Rewrite every line of the data below as a Markdown table with two columns, Row for a running number and Line for the text. Leave out any blank lines.

(Rows from an object pointing dataset)

__________

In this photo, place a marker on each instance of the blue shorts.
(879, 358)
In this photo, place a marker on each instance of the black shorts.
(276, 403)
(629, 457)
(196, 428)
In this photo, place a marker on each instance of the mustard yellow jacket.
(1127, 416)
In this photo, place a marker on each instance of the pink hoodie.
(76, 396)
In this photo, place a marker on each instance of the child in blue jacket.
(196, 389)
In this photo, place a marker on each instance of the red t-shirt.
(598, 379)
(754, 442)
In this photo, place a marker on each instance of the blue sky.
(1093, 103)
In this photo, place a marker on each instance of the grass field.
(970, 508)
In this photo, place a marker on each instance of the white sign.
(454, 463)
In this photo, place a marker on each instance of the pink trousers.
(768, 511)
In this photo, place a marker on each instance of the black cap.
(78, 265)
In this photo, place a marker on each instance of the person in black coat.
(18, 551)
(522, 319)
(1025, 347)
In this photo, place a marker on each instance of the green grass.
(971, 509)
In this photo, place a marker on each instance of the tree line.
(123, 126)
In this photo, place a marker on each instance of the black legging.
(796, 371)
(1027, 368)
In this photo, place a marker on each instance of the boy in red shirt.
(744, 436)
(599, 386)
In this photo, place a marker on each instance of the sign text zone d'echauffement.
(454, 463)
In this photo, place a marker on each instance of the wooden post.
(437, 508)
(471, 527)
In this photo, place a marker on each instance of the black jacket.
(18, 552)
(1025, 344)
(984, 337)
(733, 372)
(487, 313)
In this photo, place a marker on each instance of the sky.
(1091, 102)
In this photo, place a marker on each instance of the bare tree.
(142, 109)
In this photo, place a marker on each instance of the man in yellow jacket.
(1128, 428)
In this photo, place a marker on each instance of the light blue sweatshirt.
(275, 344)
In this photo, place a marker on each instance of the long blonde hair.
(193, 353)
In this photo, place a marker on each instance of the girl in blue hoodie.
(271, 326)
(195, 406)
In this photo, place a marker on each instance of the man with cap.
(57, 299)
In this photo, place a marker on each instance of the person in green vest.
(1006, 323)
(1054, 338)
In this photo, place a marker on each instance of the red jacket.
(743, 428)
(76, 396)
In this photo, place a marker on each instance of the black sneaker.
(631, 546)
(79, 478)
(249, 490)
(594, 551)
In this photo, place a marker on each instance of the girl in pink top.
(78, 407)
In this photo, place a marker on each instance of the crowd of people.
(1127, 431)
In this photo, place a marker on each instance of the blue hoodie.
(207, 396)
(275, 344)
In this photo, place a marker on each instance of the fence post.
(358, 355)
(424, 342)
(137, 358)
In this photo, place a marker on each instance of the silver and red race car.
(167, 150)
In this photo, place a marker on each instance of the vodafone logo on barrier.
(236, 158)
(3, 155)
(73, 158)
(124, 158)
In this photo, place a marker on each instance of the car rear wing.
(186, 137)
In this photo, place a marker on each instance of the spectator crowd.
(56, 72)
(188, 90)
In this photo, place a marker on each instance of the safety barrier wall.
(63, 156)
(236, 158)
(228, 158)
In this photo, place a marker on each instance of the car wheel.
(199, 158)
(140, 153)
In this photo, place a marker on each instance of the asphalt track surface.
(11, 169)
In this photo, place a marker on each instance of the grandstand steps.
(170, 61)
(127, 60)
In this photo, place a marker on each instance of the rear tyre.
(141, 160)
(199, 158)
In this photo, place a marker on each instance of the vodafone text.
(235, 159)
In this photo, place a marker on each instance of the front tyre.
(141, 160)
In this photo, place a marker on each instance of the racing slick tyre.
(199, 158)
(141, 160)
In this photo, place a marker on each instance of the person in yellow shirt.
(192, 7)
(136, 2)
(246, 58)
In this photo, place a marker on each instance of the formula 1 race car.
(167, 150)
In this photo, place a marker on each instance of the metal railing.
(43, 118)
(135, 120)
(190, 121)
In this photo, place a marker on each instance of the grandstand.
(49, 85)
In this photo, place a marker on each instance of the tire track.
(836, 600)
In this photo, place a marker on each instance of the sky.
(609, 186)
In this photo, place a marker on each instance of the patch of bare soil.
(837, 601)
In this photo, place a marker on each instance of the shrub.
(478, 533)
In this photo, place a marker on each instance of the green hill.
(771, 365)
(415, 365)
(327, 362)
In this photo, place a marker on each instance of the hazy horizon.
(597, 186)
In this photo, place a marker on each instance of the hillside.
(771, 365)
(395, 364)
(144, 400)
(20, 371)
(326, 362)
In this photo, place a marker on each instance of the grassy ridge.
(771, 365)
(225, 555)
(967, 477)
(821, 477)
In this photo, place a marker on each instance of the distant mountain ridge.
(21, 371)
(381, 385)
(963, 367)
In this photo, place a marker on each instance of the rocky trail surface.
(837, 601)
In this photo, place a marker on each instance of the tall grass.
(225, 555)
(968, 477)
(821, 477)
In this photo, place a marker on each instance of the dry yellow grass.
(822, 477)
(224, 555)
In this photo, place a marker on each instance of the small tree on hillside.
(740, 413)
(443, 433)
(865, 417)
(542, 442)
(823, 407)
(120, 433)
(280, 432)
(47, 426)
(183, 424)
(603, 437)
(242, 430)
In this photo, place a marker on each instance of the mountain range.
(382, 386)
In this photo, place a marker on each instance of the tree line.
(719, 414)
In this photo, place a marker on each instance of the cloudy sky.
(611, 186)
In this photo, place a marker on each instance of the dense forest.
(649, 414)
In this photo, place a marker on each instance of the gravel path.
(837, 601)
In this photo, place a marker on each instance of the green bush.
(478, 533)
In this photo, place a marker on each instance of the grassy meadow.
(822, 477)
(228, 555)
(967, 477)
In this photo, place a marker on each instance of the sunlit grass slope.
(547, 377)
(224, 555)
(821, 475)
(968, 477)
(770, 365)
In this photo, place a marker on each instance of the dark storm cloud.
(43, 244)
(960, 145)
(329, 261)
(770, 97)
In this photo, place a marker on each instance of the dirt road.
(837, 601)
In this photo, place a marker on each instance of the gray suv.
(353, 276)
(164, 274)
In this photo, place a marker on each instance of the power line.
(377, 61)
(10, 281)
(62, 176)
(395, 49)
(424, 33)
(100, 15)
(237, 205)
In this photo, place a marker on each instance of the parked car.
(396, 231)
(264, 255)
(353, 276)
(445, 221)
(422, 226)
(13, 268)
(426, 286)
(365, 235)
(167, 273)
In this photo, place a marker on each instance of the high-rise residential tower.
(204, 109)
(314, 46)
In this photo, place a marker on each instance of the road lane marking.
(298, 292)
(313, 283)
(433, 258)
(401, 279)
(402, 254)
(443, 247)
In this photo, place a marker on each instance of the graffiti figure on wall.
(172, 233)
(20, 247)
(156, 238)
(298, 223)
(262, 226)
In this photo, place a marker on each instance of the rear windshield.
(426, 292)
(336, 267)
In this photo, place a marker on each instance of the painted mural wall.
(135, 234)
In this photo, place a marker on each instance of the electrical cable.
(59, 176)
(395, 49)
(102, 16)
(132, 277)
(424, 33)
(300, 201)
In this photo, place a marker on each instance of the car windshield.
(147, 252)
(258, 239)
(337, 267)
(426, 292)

__________

Output below »
| Row | Line |
|---|---|
| 1 | In this photo, place a marker on each instance of the blue shorts. |
| 2 | (879, 358) |
| 3 | In this photo, place a marker on each instance of the black shorts. |
| 4 | (276, 403) |
| 5 | (629, 457) |
| 6 | (196, 428) |
| 7 | In this photo, place a marker on each instance of the mustard yellow jacket. |
| 8 | (1127, 416) |
| 9 | In this photo, place a marker on each instance of the pink hoodie. |
| 10 | (76, 396) |
| 11 | In this photo, place a marker on each instance of the child in blue jacket. |
| 12 | (196, 389) |
| 13 | In this photo, place a marker on each instance of the red t-shirt. |
| 14 | (598, 379) |
| 15 | (754, 442) |
| 16 | In this photo, place a marker on each instance of the blue sky. |
| 17 | (1093, 103) |
| 18 | In this photo, place a marker on each instance of the grass field. |
| 19 | (970, 508) |
| 20 | In this photo, place a marker on each instance of the white sign. |
| 21 | (454, 463) |
| 22 | In this photo, place a marker on each instance of the pink trousers. |
| 23 | (768, 511) |
| 24 | In this photo, place a marker on each instance of the black cap. |
| 25 | (78, 265) |
| 26 | In this photo, place a marker on each instance of the person in black coat. |
| 27 | (18, 551) |
| 28 | (522, 319) |
| 29 | (1025, 347) |
| 30 | In this photo, place a marker on each instance of the green grass. |
| 31 | (971, 509) |
| 32 | In this photo, place a marker on each instance of the tree line. |
| 33 | (123, 126) |
| 34 | In this photo, place a marker on each instance of the black legging. |
| 35 | (796, 371) |
| 36 | (1027, 368) |
| 37 | In this photo, place a marker on each instance of the boy in red shirt. |
| 38 | (744, 436) |
| 39 | (599, 386) |
| 40 | In this photo, place a marker on each instance of the sign text zone d'echauffement. |
| 41 | (454, 463) |
| 42 | In this photo, place a marker on each instance of the wooden post. |
| 43 | (437, 508) |
| 44 | (471, 527) |
| 45 | In this photo, place a marker on each instance of the black jacket. |
| 46 | (18, 552) |
| 47 | (1025, 344) |
| 48 | (984, 337) |
| 49 | (733, 372) |
| 50 | (487, 313) |
| 51 | In this photo, place a marker on each instance of the sky. |
| 52 | (1091, 102) |
| 53 | In this photo, place a marker on each instance of the bare tree. |
| 54 | (142, 109) |
| 55 | In this photo, place a marker on each instance of the man in yellow jacket. |
| 56 | (1128, 428) |
| 57 | In this photo, place a marker on each instance of the light blue sweatshirt. |
| 58 | (275, 344) |
| 59 | In this photo, place a marker on each instance of the long blonde hair. |
| 60 | (193, 353) |
| 61 | In this photo, place a marker on each instance of the girl in blue hoodie. |
| 62 | (271, 326) |
| 63 | (195, 406) |
| 64 | In this photo, place a marker on each instance of the man with cap. |
| 65 | (57, 299) |
| 66 | In this photo, place a marker on each instance of the person in green vest. |
| 67 | (1006, 323) |
| 68 | (1054, 338) |
| 69 | In this photo, place a marker on each instance of the red jacket. |
| 70 | (743, 428) |
| 71 | (76, 396) |
| 72 | In this photo, place a marker on each instance of the black sneaker. |
| 73 | (631, 546) |
| 74 | (79, 478) |
| 75 | (249, 490) |
| 76 | (594, 551) |
| 77 | In this photo, place a marker on each instance of the girl in pink top. |
| 78 | (78, 407) |
| 79 | In this photo, place a marker on each instance of the crowd of people. |
| 80 | (1127, 431) |
| 81 | In this photo, place a marker on each instance of the blue hoodie. |
| 82 | (207, 396) |
| 83 | (275, 344) |
| 84 | In this photo, place a marker on each instance of the fence post. |
| 85 | (358, 355) |
| 86 | (424, 342) |
| 87 | (137, 358) |
| 88 | In this photo, place a marker on each instance of the silver and red race car. |
| 89 | (167, 150) |
| 90 | In this photo, place a marker on each instance of the vodafone logo on barrier. |
| 91 | (236, 158) |
| 92 | (3, 155) |
| 93 | (73, 158) |
| 94 | (124, 158) |
| 95 | In this photo, place a marker on each instance of the car rear wing. |
| 96 | (186, 137) |
| 97 | In this photo, place a marker on each instance of the spectator crowd. |
| 98 | (56, 72) |
| 99 | (188, 90) |
| 100 | In this photo, place a marker on each instance of the safety barrier wall. |
| 101 | (63, 156) |
| 102 | (236, 158) |
| 103 | (228, 158) |
| 104 | In this photo, place a marker on each instance of the car wheel. |
| 105 | (199, 158) |
| 106 | (140, 153) |
| 107 | In this photo, place a marker on each instance of the asphalt track surface. |
| 108 | (11, 169) |
| 109 | In this photo, place a marker on each instance of the grandstand steps. |
| 110 | (170, 61) |
| 111 | (127, 60) |
| 112 | In this photo, place a marker on each instance of the rear tyre. |
| 113 | (141, 160) |
| 114 | (199, 158) |
| 115 | In this photo, place a marker on each instance of the vodafone text. |
| 116 | (235, 159) |
| 117 | In this photo, place a marker on each instance of the front tyre. |
| 118 | (141, 160) |
| 119 | In this photo, place a marker on each instance of the racing slick tyre. |
| 120 | (199, 158) |
| 121 | (141, 160) |
| 122 | In this photo, place a marker on each instance of the person in yellow shirt. |
| 123 | (192, 7) |
| 124 | (136, 2) |
| 125 | (246, 58) |
| 126 | In this photo, place a marker on each instance of the formula 1 race car. |
| 127 | (167, 150) |
| 128 | In this photo, place a marker on each instance of the metal railing. |
| 129 | (43, 118) |
| 130 | (135, 120) |
| 131 | (190, 121) |
| 132 | In this photo, place a marker on each instance of the grandstand. |
| 133 | (49, 85) |
| 134 | In this photo, place a marker on each instance of the tire track. |
| 135 | (836, 600) |
| 136 | In this photo, place a marker on each instance of the sky. |
| 137 | (609, 186) |
| 138 | In this photo, place a marker on each instance of the patch of bare soil. |
| 139 | (837, 601) |
| 140 | In this photo, place a marker on each instance of the shrub. |
| 141 | (478, 533) |
| 142 | In this photo, place a marker on each instance of the green hill. |
| 143 | (771, 365) |
| 144 | (415, 365) |
| 145 | (327, 362) |
| 146 | In this photo, place a marker on each instance of the hazy horizon. |
| 147 | (597, 186) |
| 148 | In this photo, place a marker on each instance of the hillside. |
| 149 | (771, 365) |
| 150 | (395, 364) |
| 151 | (144, 400) |
| 152 | (20, 371) |
| 153 | (326, 362) |
| 154 | In this photo, place a marker on each instance of the grassy ridge. |
| 155 | (771, 365) |
| 156 | (225, 555) |
| 157 | (967, 477) |
| 158 | (821, 477) |
| 159 | In this photo, place a marker on each instance of the distant mountain ridge. |
| 160 | (21, 371) |
| 161 | (381, 385) |
| 162 | (963, 367) |
| 163 | In this photo, place a marker on each instance of the rocky trail surface. |
| 164 | (837, 601) |
| 165 | In this photo, place a marker on each instance of the tall grass. |
| 166 | (225, 555) |
| 167 | (968, 477) |
| 168 | (821, 477) |
| 169 | In this photo, place a marker on each instance of the dry yellow grass. |
| 170 | (822, 477) |
| 171 | (224, 555) |
| 172 | In this photo, place a marker on each instance of the small tree on hillside. |
| 173 | (740, 413) |
| 174 | (443, 433) |
| 175 | (865, 417) |
| 176 | (542, 442) |
| 177 | (823, 407) |
| 178 | (120, 433) |
| 179 | (280, 432) |
| 180 | (47, 426) |
| 181 | (183, 424) |
| 182 | (603, 437) |
| 183 | (242, 430) |
| 184 | In this photo, place a marker on each instance of the mountain range. |
| 185 | (382, 386) |
| 186 | In this photo, place a marker on each instance of the tree line. |
| 187 | (719, 414) |
| 188 | In this photo, place a marker on each instance of the cloudy sky. |
| 189 | (611, 186) |
| 190 | In this photo, place a marker on each instance of the dense forest. |
| 191 | (649, 414) |
| 192 | In this photo, place a marker on each instance of the gravel path. |
| 193 | (837, 601) |
| 194 | In this photo, place a marker on each instance of the green bush. |
| 195 | (478, 533) |
| 196 | In this photo, place a marker on each instance of the grassy meadow. |
| 197 | (822, 477) |
| 198 | (228, 555) |
| 199 | (967, 477) |
| 200 | In this photo, place a marker on each instance of the sunlit grass slope. |
| 201 | (547, 377) |
| 202 | (224, 555) |
| 203 | (821, 475) |
| 204 | (968, 477) |
| 205 | (770, 365) |
| 206 | In this photo, place a marker on each instance of the dark storm cloud. |
| 207 | (43, 244) |
| 208 | (960, 145) |
| 209 | (329, 261) |
| 210 | (770, 97) |
| 211 | In this photo, place a marker on each instance of the dirt road. |
| 212 | (837, 601) |
| 213 | In this photo, place a marker on each instance of the gray suv. |
| 214 | (353, 276) |
| 215 | (164, 274) |
| 216 | In this photo, place a marker on each instance of the power line. |
| 217 | (377, 61) |
| 218 | (10, 281) |
| 219 | (62, 176) |
| 220 | (395, 49) |
| 221 | (424, 33) |
| 222 | (100, 15) |
| 223 | (237, 205) |
| 224 | In this photo, place a marker on each instance of the parked car. |
| 225 | (396, 231) |
| 226 | (264, 255) |
| 227 | (353, 276) |
| 228 | (445, 221) |
| 229 | (422, 226) |
| 230 | (13, 268) |
| 231 | (426, 286) |
| 232 | (365, 235) |
| 233 | (167, 273) |
| 234 | In this photo, place a marker on each instance of the high-rise residential tower. |
| 235 | (204, 109) |
| 236 | (314, 46) |
| 237 | In this photo, place a marker on each instance of the road lane marking. |
| 238 | (298, 292) |
| 239 | (313, 283) |
| 240 | (433, 258) |
| 241 | (401, 279) |
| 242 | (402, 254) |
| 243 | (443, 247) |
| 244 | In this photo, place a marker on each instance of the graffiti figure on wall. |
| 245 | (172, 233) |
| 246 | (20, 247) |
| 247 | (156, 238) |
| 248 | (298, 223) |
| 249 | (262, 226) |
| 250 | In this photo, place a marker on each instance of the rear windshield. |
| 251 | (426, 292) |
| 252 | (336, 267) |
| 253 | In this photo, place a marker on each instance of the painted mural wall. |
| 254 | (135, 234) |
| 255 | In this photo, place a marker on each instance of the electrical cable. |
| 256 | (59, 176) |
| 257 | (395, 49) |
| 258 | (102, 16) |
| 259 | (132, 277) |
| 260 | (424, 33) |
| 261 | (300, 201) |
| 262 | In this photo, place a marker on each instance of the car windshield. |
| 263 | (147, 252) |
| 264 | (258, 239) |
| 265 | (337, 267) |
| 266 | (426, 292) |